# EXERCISE DETAILS:
List every line in the material below that contains the word "house", and reproduce each such line in full.

# DATA FOR THIS TASK:
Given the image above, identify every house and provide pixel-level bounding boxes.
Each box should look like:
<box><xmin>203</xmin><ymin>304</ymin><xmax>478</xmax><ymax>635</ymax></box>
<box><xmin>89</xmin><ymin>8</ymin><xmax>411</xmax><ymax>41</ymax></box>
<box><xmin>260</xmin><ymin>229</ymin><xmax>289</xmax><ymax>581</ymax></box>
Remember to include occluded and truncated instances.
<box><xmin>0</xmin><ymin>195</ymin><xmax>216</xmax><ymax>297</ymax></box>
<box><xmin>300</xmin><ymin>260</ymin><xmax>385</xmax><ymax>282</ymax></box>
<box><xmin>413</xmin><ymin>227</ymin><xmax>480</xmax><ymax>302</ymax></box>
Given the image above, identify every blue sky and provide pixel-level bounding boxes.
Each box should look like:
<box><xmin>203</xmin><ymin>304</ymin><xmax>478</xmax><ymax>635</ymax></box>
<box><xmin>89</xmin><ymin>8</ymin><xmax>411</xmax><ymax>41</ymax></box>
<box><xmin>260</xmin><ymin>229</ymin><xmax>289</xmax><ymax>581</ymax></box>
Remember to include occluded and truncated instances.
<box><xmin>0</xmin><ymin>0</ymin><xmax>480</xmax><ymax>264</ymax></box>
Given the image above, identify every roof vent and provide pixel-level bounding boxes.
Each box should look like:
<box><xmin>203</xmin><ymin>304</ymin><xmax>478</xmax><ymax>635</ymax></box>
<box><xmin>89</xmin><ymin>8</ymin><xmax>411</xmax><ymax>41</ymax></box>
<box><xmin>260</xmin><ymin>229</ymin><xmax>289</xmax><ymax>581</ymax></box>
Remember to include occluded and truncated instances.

--

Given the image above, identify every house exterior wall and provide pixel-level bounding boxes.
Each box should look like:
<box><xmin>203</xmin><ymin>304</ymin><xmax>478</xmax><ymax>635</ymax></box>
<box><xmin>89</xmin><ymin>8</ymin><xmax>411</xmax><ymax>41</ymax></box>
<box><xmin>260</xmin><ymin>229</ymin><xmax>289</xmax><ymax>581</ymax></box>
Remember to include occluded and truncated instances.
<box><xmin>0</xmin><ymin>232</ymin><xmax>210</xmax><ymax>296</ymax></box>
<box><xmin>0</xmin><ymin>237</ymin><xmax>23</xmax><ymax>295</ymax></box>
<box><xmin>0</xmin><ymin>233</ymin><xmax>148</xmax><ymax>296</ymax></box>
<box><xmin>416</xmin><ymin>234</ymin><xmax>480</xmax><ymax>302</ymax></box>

* * *

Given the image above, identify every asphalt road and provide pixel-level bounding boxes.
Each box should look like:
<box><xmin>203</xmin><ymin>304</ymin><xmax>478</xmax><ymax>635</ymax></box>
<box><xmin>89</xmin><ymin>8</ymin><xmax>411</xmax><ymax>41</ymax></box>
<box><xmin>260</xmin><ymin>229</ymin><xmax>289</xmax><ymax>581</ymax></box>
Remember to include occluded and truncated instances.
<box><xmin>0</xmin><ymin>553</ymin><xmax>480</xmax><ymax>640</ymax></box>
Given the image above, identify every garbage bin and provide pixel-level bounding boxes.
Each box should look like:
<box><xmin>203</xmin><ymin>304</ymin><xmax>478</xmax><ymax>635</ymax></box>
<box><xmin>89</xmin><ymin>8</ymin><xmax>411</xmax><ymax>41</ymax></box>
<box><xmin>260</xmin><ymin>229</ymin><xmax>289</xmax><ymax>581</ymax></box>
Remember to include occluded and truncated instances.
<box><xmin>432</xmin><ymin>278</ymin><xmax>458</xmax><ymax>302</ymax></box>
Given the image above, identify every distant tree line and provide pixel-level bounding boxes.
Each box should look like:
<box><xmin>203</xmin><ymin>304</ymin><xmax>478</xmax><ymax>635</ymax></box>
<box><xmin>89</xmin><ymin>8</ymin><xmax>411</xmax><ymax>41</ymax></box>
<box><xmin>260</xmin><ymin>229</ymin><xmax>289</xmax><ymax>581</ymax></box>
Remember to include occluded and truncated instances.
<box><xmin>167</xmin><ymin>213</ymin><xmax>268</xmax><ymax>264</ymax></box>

# EXPECTED OUTPUT:
Given the image above, identify every house and provide pixel-level bounding boxes.
Given the image above, identify every house exterior wall and provide pixel-level bounding boxes.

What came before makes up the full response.